Written task
Go through the listing and set it down exactly, leaving out its pictures.

— BEGIN Recorded data —

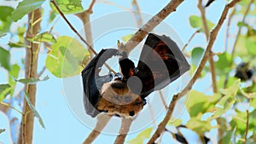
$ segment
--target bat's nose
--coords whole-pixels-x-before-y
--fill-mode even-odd
[[[143,89],[143,83],[137,76],[132,76],[128,78],[127,86],[130,90],[137,95],[140,95]]]

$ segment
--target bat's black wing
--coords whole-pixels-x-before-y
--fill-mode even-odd
[[[84,106],[86,113],[91,117],[96,117],[99,112],[96,109],[97,102],[101,98],[99,89],[102,84],[110,82],[113,75],[99,76],[99,72],[102,65],[108,59],[118,54],[114,49],[102,49],[96,55],[82,72],[84,85]]]
[[[141,97],[165,88],[190,68],[184,55],[169,37],[149,33],[134,75],[143,84]]]

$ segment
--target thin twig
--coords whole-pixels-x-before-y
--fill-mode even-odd
[[[249,129],[249,111],[247,110],[247,127],[246,127],[246,131],[244,134],[244,144],[247,143],[247,133],[248,133],[248,129]]]
[[[207,41],[208,41],[209,40],[209,27],[207,26],[207,18],[206,18],[205,8],[202,7],[202,0],[199,0],[197,7],[201,14],[203,30],[204,30],[204,32],[207,37]],[[212,50],[211,50],[211,53],[212,53]],[[210,71],[211,71],[211,74],[212,74],[212,90],[213,90],[213,93],[217,93],[218,88],[217,88],[217,81],[216,81],[216,72],[215,72],[215,66],[214,66],[214,60],[213,60],[212,56],[210,56],[209,63],[210,63]]]
[[[114,144],[120,144],[125,142],[125,137],[127,135],[127,133],[129,132],[131,123],[132,123],[131,118],[122,118],[122,124],[119,130],[119,135],[116,137],[114,141]]]
[[[188,43],[183,46],[183,48],[182,49],[182,51],[183,52],[185,50],[185,49],[187,48],[187,46],[189,45],[189,43],[191,42],[191,40],[193,39],[193,37],[195,36],[196,33],[200,32],[200,30],[196,30],[192,36],[190,37],[190,38],[189,39]]]
[[[96,124],[96,127],[90,133],[90,135],[84,140],[84,141],[83,142],[83,144],[90,144],[90,143],[91,143],[101,134],[101,131],[107,125],[107,124],[110,120],[110,118],[111,118],[110,116],[107,116],[105,114],[99,114],[97,116],[97,123]]]
[[[163,103],[163,105],[164,105],[166,110],[167,110],[167,109],[168,109],[168,107],[167,107],[167,105],[166,105],[166,101],[165,101],[165,99],[164,99],[164,95],[163,95],[163,93],[162,93],[161,90],[159,90],[159,95],[160,95],[160,99],[161,99],[161,101],[162,101],[162,103]]]
[[[224,20],[227,16],[229,9],[230,8],[234,7],[235,4],[236,4],[240,1],[241,0],[233,0],[224,7],[224,9],[222,12],[222,15],[221,15],[218,24],[215,26],[215,27],[211,32],[210,38],[209,38],[209,41],[208,41],[207,49],[205,51],[203,58],[201,59],[201,61],[200,62],[200,65],[199,65],[196,72],[195,72],[193,78],[189,82],[189,84],[186,85],[186,87],[181,92],[179,92],[178,94],[173,95],[172,100],[172,101],[169,105],[169,108],[168,108],[168,111],[166,112],[166,115],[165,118],[159,124],[157,130],[155,130],[155,132],[154,133],[154,135],[152,135],[152,137],[148,141],[148,144],[154,143],[156,141],[156,139],[160,135],[160,134],[165,130],[166,125],[167,124],[171,116],[172,115],[172,112],[173,112],[174,107],[175,107],[177,100],[182,98],[183,96],[184,96],[192,89],[192,86],[193,86],[194,83],[200,77],[200,74],[201,74],[205,64],[207,63],[207,61],[209,58],[210,52],[211,52],[212,45],[213,45],[213,43],[216,40],[217,34],[218,33],[218,31],[219,31],[221,26],[223,25],[223,23],[224,23]]]
[[[164,19],[166,19],[172,12],[176,11],[176,9],[181,4],[183,0],[172,0],[163,9],[151,18],[143,26],[139,29],[131,38],[125,44],[124,51],[126,54],[130,52],[151,32],[158,26]]]
[[[225,51],[228,50],[229,41],[230,41],[230,24],[231,24],[231,19],[235,14],[236,14],[236,8],[233,9],[233,10],[228,19],[227,31],[226,31],[226,41],[225,41]]]
[[[38,73],[38,78],[40,78],[43,75],[43,73],[45,72],[45,70],[46,70],[46,67],[44,66],[43,69]]]
[[[95,4],[95,2],[96,2],[96,0],[91,0],[90,3],[89,5],[89,8],[88,8],[88,9],[86,11],[88,11],[90,14],[92,14],[92,12],[93,12],[92,11],[92,8],[93,8],[93,6]]]
[[[143,18],[140,12],[140,8],[137,3],[137,0],[132,0],[131,2],[132,6],[135,7],[135,16],[137,16],[138,19],[136,19],[137,24],[138,27],[141,27],[143,25]]]
[[[22,112],[20,112],[20,111],[19,111],[18,109],[16,109],[15,107],[10,106],[10,104],[9,104],[9,103],[5,103],[5,102],[1,101],[0,104],[1,104],[2,106],[8,107],[13,109],[13,110],[18,112],[20,114],[23,115]]]
[[[253,3],[253,1],[254,0],[251,0],[250,3],[248,3],[247,9],[246,9],[246,11],[242,16],[242,20],[241,20],[241,22],[244,23],[245,22],[245,19],[250,10],[250,8],[251,8],[251,5]],[[240,36],[240,33],[241,33],[241,26],[238,28],[238,32],[237,32],[237,34],[236,34],[236,40],[234,42],[234,45],[233,45],[233,49],[232,49],[232,53],[231,53],[231,60],[230,60],[230,66],[231,67],[232,65],[233,65],[233,60],[234,60],[234,57],[235,57],[235,51],[236,51],[236,44],[237,44],[237,42],[238,42],[238,39],[239,39],[239,36]],[[225,80],[224,80],[224,88],[225,89],[227,84],[228,84],[228,82],[229,82],[229,73],[226,74],[226,77],[225,77]]]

— END Recorded data —

Complete answer
$ segment
--target bat's nose
--coords whole-pixels-x-before-y
--fill-mode even-odd
[[[143,89],[143,83],[137,76],[132,76],[128,78],[127,86],[130,90],[137,95],[140,95]]]

$ segment
--target bat's black wing
--coords whole-pixels-x-before-y
--fill-mode even-odd
[[[84,106],[86,113],[91,117],[96,117],[99,112],[96,109],[97,102],[101,98],[99,89],[102,84],[110,82],[113,75],[99,76],[99,72],[102,65],[108,59],[118,54],[114,49],[102,49],[96,55],[82,72],[84,85]]]
[[[141,97],[165,88],[190,68],[184,55],[169,37],[149,33],[134,75],[143,84]]]

$ segment
--target thin twig
--coords whole-pixels-x-before-y
--fill-mode even-odd
[[[249,129],[249,111],[247,110],[247,127],[246,127],[246,131],[244,134],[244,144],[247,143],[247,133],[248,133],[248,129]]]
[[[207,41],[208,41],[209,40],[209,27],[207,26],[207,18],[206,18],[205,8],[202,7],[202,0],[199,0],[197,7],[201,14],[203,30],[204,30],[204,32],[207,37]],[[212,50],[211,50],[211,53],[212,53]],[[210,71],[211,71],[211,74],[212,74],[212,90],[213,90],[213,93],[217,93],[218,88],[217,88],[217,81],[216,81],[216,72],[215,72],[215,66],[214,66],[214,60],[213,60],[212,56],[210,56],[209,63],[210,63]]]
[[[114,144],[120,144],[125,142],[125,137],[127,135],[127,133],[129,132],[131,123],[132,123],[131,118],[122,118],[122,124],[119,130],[119,135],[116,137],[114,141]]]
[[[188,43],[183,46],[183,48],[182,49],[182,51],[183,52],[185,50],[185,49],[187,48],[187,46],[189,45],[189,43],[191,42],[191,40],[193,39],[193,37],[195,36],[196,33],[200,32],[200,30],[196,30],[192,36],[190,37],[190,38],[189,39]]]
[[[96,124],[96,127],[90,133],[90,135],[84,140],[84,141],[83,142],[83,144],[90,144],[90,143],[91,143],[101,134],[101,131],[107,125],[107,124],[110,120],[110,118],[111,118],[110,116],[107,116],[105,114],[99,114],[97,116],[97,123]]]
[[[163,103],[163,105],[164,105],[166,110],[167,110],[167,109],[168,109],[168,107],[167,107],[167,105],[166,105],[166,101],[165,101],[165,99],[164,99],[164,95],[163,95],[163,93],[162,93],[161,90],[159,90],[159,95],[160,95],[160,99],[161,99],[161,101],[162,101],[162,103]]]
[[[224,20],[227,16],[229,9],[230,8],[234,7],[235,4],[236,4],[240,1],[241,0],[233,0],[224,7],[224,9],[222,12],[222,15],[221,15],[218,24],[215,26],[215,27],[211,32],[210,38],[209,38],[209,41],[208,41],[207,49],[205,51],[203,58],[201,59],[201,61],[200,62],[200,65],[199,65],[196,72],[195,72],[193,78],[189,82],[189,84],[186,85],[186,87],[181,92],[179,92],[178,94],[173,95],[172,100],[172,101],[169,105],[169,108],[168,108],[168,111],[166,112],[166,115],[165,118],[159,124],[157,130],[155,130],[155,132],[154,133],[154,135],[152,135],[152,137],[148,141],[148,144],[154,143],[156,141],[156,139],[160,135],[160,134],[165,130],[166,125],[167,124],[171,116],[172,115],[172,112],[173,112],[174,107],[175,107],[177,100],[182,98],[183,96],[184,96],[192,89],[192,86],[193,86],[194,83],[200,77],[200,74],[201,74],[205,64],[207,63],[207,61],[209,58],[210,52],[211,52],[212,45],[213,45],[213,43],[216,40],[217,34],[218,33],[218,31],[219,31],[221,26],[223,25],[223,23],[224,23]]]
[[[164,19],[166,19],[172,12],[176,11],[176,9],[181,4],[183,0],[172,0],[163,9],[151,18],[143,26],[139,29],[131,38],[125,44],[124,51],[126,54],[130,52],[151,32],[158,26]]]
[[[225,51],[228,50],[229,41],[230,41],[230,24],[231,24],[231,19],[235,14],[236,14],[236,8],[233,9],[233,10],[228,19],[227,31],[226,31],[226,41],[225,41]]]
[[[38,73],[38,78],[40,78],[43,75],[43,73],[45,72],[45,70],[46,70],[46,67],[44,66],[43,69]]]
[[[95,4],[95,2],[96,2],[96,0],[91,0],[90,3],[89,5],[89,8],[88,8],[88,9],[86,11],[88,11],[90,14],[92,14],[92,12],[93,12],[92,11],[92,8],[93,8],[93,6]]]
[[[143,18],[140,12],[140,8],[137,3],[137,0],[132,0],[131,2],[132,6],[135,7],[135,16],[137,16],[138,19],[136,19],[137,24],[138,27],[141,27],[143,25]]]
[[[22,112],[20,112],[20,111],[19,111],[18,109],[16,109],[15,107],[10,106],[10,104],[9,104],[9,103],[5,103],[5,102],[1,101],[0,104],[1,104],[2,106],[8,107],[13,109],[13,110],[18,112],[20,114],[23,115]]]
[[[253,3],[253,1],[254,0],[251,0],[250,3],[248,3],[247,9],[246,9],[246,11],[242,16],[242,20],[241,20],[241,22],[244,23],[245,22],[245,19],[250,10],[250,8],[251,8],[251,5]],[[240,36],[240,33],[241,33],[241,26],[238,28],[238,32],[237,32],[237,34],[236,34],[236,40],[234,42],[234,45],[233,45],[233,49],[232,49],[232,53],[231,53],[231,60],[230,60],[230,66],[231,67],[232,65],[233,65],[233,60],[234,60],[234,57],[235,57],[235,51],[236,51],[236,44],[237,44],[237,42],[238,42],[238,39],[239,39],[239,36]],[[225,80],[224,80],[224,88],[225,89],[227,84],[228,84],[228,82],[229,82],[229,73],[226,74],[226,77],[225,77]]]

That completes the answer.